Task directions =>
Pull out every line of the records below that contains the string "necktie", and copy each of those lines in full.

Working data =>
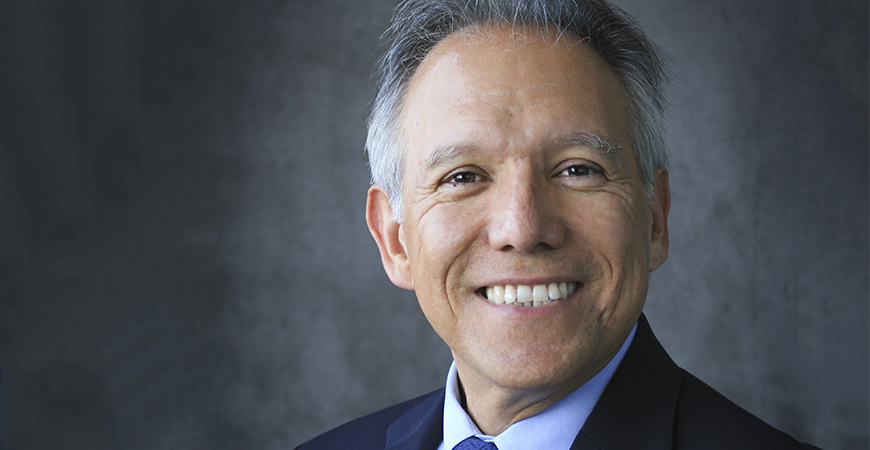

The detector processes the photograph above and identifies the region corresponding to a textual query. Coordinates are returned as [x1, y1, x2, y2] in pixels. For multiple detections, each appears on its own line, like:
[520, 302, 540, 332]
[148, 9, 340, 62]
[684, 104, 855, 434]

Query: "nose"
[488, 178, 565, 253]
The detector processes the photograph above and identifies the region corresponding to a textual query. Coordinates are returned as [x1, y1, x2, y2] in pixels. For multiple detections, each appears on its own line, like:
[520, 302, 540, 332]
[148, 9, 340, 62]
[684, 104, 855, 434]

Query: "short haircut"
[366, 0, 668, 222]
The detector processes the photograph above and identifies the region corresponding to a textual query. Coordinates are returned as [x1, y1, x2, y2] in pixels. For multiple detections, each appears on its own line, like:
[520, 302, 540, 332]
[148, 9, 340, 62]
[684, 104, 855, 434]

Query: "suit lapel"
[384, 389, 444, 450]
[571, 315, 682, 450]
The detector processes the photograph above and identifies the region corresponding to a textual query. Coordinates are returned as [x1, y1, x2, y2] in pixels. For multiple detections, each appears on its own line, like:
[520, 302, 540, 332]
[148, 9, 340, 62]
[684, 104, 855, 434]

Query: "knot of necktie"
[453, 436, 498, 450]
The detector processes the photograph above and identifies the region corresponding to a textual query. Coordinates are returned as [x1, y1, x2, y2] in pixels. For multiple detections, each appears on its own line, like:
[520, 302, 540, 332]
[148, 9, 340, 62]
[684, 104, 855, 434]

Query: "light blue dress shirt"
[438, 324, 637, 450]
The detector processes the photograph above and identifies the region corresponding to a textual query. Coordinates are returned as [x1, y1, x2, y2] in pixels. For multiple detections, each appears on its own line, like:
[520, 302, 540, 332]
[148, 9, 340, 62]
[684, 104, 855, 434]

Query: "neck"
[457, 363, 591, 436]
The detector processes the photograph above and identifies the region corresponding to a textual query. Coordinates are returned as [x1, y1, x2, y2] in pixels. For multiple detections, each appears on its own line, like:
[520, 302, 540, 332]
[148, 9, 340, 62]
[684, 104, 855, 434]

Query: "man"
[300, 0, 805, 450]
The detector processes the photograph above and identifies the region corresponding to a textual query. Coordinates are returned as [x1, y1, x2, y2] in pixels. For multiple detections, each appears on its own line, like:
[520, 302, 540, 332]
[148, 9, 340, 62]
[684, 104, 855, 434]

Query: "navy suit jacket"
[297, 315, 815, 450]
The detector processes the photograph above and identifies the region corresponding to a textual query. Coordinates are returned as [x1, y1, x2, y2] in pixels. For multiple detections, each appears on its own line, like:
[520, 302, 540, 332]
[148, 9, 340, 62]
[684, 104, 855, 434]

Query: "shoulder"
[674, 370, 815, 450]
[296, 389, 444, 450]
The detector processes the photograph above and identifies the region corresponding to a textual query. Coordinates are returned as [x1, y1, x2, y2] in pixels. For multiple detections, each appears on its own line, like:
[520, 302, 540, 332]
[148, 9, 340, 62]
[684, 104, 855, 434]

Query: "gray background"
[0, 0, 870, 449]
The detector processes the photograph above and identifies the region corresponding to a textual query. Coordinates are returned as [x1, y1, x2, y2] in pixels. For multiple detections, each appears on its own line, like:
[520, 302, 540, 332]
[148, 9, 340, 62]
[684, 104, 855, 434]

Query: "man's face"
[367, 28, 669, 389]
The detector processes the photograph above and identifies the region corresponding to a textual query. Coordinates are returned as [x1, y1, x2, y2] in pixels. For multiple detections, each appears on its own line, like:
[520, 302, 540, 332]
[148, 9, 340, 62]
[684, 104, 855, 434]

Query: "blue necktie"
[453, 436, 498, 450]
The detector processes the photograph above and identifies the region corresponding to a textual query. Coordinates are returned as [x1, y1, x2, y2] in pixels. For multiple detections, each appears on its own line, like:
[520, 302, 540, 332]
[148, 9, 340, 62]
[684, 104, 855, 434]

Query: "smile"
[486, 281, 577, 306]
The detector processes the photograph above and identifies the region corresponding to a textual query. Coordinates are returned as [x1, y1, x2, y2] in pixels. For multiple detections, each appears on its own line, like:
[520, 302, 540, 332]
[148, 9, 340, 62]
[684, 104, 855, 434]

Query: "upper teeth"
[486, 281, 577, 306]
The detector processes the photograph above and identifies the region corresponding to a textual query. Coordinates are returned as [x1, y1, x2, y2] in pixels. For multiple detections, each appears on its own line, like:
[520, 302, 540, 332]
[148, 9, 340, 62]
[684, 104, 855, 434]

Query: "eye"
[559, 163, 602, 177]
[556, 159, 607, 189]
[440, 169, 486, 187]
[564, 166, 591, 177]
[444, 172, 480, 184]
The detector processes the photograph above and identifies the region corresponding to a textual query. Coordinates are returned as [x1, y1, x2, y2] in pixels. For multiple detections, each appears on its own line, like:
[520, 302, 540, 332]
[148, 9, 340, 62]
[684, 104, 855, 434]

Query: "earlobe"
[649, 167, 671, 272]
[366, 184, 414, 289]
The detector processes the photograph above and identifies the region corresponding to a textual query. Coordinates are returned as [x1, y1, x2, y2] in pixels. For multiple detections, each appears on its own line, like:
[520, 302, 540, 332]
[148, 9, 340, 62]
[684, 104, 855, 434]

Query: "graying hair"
[366, 0, 668, 222]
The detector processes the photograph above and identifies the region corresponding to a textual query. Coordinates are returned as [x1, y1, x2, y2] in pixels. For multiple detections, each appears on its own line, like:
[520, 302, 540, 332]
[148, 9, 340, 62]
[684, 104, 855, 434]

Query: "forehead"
[401, 26, 629, 162]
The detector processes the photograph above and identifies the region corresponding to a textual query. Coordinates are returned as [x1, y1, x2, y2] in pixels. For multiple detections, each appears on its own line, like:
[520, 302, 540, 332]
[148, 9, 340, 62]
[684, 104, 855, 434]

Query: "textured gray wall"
[0, 0, 870, 449]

Full solution =>
Query: "knot of necktie"
Query: "blue necktie"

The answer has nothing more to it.